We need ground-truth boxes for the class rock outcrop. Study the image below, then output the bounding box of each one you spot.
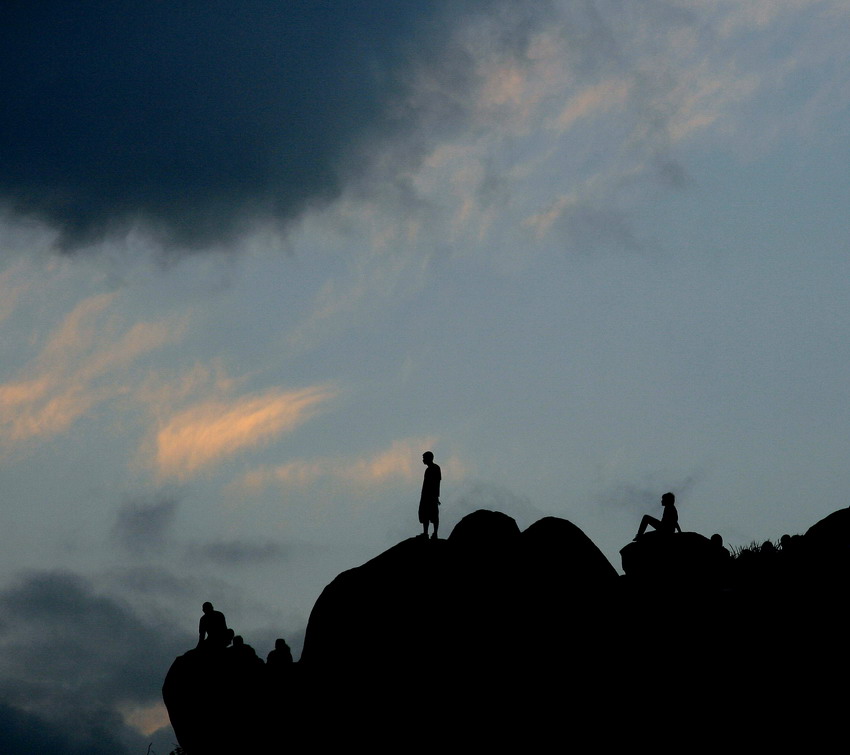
[164,507,850,752]
[620,530,720,583]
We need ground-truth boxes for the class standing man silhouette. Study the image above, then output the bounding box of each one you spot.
[419,451,441,540]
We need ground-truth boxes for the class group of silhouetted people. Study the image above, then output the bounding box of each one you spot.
[196,601,293,671]
[418,457,687,548]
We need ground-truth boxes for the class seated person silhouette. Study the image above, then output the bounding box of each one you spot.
[229,634,262,666]
[197,601,229,650]
[267,638,294,670]
[634,492,682,540]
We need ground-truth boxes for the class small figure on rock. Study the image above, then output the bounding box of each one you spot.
[197,601,229,650]
[634,492,682,540]
[419,451,441,540]
[267,638,294,670]
[710,533,730,557]
[229,635,262,666]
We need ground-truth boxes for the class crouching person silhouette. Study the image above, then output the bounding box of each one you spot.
[634,492,682,540]
[197,601,229,650]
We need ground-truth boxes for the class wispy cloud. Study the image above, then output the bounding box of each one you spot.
[0,262,33,326]
[237,437,467,494]
[189,539,288,567]
[552,78,631,132]
[0,293,185,451]
[153,384,337,480]
[113,493,180,553]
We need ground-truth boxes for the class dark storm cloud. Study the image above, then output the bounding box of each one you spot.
[0,570,192,753]
[0,1,538,251]
[0,700,125,755]
[113,493,179,551]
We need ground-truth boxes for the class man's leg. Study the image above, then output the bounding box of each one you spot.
[635,515,661,539]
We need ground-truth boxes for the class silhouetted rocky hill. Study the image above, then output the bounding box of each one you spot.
[164,508,850,752]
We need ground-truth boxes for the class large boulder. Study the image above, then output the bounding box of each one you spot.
[296,509,621,745]
[620,531,719,584]
[447,508,521,549]
[299,534,453,671]
[519,516,618,585]
[300,510,618,674]
[163,647,272,754]
[792,507,850,581]
[805,507,850,547]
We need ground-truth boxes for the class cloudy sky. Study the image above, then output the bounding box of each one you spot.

◆ ◆ ◆ ◆ ◆ ◆ ◆

Problem requirements —
Would you return the whole listing above exactly as written, skipping any image?

Written solution —
We need ground-truth boxes for the class rock outcrop. Study the image below, then output the bounding box of each one you spot.
[164,507,850,752]
[620,530,720,583]
We need ground-truth boxes for the class standing man silhouette. Study the image above, then output the bounding box of each one you spot.
[419,451,441,540]
We need ground-truth boxes for the class group of silhouetted people. Study the image above, then output the bounding box of each one you spot.
[196,601,293,671]
[418,457,687,548]
We need ground-truth boxes for the class seated person silhouette. Study the image above, then output the bounding box of each one you spot.
[229,634,262,666]
[197,601,229,650]
[267,638,294,670]
[634,492,682,540]
We need ground-truth boxes for the class small figure on rock. Study the image above, then output the bounding box of each one you spot.
[197,601,229,650]
[634,492,682,540]
[419,451,441,540]
[267,638,294,670]
[710,533,730,557]
[229,635,262,666]
We need ground-truth boxes for the class crouching person silhouette. Study the image above, then output the bounding box of each one you spot.
[634,492,682,540]
[197,601,229,650]
We need ground-truth boxes for the class wispy cloud. Study the image above, then output the bounding box of each one you spot.
[0,262,33,326]
[237,437,467,494]
[189,539,288,567]
[552,78,631,132]
[0,293,185,451]
[153,384,337,480]
[113,493,180,553]
We need ground-truth boxes for the class dark storm cloud. Study the image above, then output the bounding box of each one you spot.
[0,570,192,753]
[0,1,538,251]
[0,700,125,755]
[113,493,179,551]
We need ground-truth boxes for the class man's leg. Study the image above, then output the bounding box of each one you spot.
[635,515,661,539]
We need ground-truth boxes for the class silhouetted rocky hill. Study the image above, then output the bounding box of each one you spot.
[164,508,850,752]
We need ground-truth boxes for the class large boulder. Study the image above, then output the bounding box of each one you spot.
[296,509,621,745]
[620,531,719,584]
[447,508,521,549]
[299,534,453,671]
[519,516,618,585]
[300,510,618,674]
[163,647,272,754]
[792,507,850,581]
[805,507,850,547]
We need ground-truth boxes for the class cloudy sky. Study the image above, then output the bounding box of each one you spot.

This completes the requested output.